§ PROBLEM DESCRIPTION
Would you return, word for word, the lines of the data below from the line with "Provide the location of each instance of the woman" through the line with "Provide the location of each instance of the wristwatch", and no others?

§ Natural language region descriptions
+-------+

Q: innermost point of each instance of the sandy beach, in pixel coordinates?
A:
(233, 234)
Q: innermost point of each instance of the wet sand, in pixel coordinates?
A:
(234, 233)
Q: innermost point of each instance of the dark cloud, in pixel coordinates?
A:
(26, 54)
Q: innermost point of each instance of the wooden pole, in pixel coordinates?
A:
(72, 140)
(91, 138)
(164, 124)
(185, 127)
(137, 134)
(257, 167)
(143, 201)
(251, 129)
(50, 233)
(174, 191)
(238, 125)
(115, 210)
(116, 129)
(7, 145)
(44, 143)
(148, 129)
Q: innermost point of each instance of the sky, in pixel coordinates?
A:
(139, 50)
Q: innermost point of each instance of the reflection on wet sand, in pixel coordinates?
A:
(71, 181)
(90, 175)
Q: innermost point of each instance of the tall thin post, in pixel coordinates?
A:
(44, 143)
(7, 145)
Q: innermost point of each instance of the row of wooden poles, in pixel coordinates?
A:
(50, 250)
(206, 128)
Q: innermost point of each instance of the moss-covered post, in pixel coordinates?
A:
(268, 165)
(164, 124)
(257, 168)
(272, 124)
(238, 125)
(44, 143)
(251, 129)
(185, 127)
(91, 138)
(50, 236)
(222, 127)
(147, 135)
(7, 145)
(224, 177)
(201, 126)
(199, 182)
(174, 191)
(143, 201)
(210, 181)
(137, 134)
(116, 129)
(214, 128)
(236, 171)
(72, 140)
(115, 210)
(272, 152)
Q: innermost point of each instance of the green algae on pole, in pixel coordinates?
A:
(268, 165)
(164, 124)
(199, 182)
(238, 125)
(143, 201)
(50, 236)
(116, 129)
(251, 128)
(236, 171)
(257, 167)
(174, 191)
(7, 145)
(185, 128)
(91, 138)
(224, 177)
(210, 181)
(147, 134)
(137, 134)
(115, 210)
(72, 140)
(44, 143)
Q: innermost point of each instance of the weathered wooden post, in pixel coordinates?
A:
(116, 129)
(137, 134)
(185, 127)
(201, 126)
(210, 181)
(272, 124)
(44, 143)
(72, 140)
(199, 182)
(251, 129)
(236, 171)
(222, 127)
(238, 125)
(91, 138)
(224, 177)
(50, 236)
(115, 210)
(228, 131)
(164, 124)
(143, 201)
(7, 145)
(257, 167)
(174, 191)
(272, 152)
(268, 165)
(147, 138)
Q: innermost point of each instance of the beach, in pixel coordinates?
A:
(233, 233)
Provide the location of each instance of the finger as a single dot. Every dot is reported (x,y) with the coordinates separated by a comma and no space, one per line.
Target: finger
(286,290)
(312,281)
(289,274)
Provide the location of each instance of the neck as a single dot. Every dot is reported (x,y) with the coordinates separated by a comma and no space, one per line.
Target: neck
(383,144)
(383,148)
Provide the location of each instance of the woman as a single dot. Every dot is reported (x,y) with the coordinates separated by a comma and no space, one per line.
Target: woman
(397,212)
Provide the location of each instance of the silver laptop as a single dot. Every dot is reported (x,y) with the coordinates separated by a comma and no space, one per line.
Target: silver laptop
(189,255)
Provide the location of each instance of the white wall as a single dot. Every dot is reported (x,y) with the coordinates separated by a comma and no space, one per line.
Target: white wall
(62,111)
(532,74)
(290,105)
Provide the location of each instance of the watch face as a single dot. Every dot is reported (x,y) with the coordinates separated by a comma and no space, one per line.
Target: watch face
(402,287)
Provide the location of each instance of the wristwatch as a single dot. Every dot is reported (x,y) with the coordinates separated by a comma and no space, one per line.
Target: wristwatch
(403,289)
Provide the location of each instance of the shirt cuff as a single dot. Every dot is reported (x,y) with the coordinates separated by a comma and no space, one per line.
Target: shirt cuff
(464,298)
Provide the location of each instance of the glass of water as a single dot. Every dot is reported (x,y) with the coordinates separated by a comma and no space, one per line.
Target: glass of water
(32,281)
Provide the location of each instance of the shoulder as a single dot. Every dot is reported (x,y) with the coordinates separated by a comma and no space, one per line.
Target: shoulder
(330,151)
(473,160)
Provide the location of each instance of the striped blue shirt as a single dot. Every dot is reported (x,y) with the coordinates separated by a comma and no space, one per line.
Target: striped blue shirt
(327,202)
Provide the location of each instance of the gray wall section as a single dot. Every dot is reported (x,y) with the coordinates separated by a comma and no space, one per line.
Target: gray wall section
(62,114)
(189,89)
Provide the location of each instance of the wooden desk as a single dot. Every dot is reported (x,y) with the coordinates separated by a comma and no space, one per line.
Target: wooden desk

+-------+

§ SOLUTION
Provide the location of each instance of the woman as a single dot. Every dot is reported (x,y) with the coordinates separated by a comma and no space, one per line.
Target: woman
(397,212)
Provide the location of each instance of the silver laptop as a single dot. Every dot is reported (x,y) with the coordinates separated by a comma and no space, one per line.
Target: silver laptop
(189,255)
Provide the location of each instance of the white wall as a single dot. Every dot is reported (x,y) with the coordinates separated by a comma and no space, one per line.
Target: white wall
(62,111)
(532,74)
(290,105)
Provide the location of each instance of the watch face as a single dot. Every dot is reported (x,y) with the coordinates separated by a comma and no space, one per line.
Target: watch face
(402,287)
Provide the location of each instance of the wristwatch as a single dot. Every dot is reported (x,y) with the coordinates separated by a comma and no space, one per line.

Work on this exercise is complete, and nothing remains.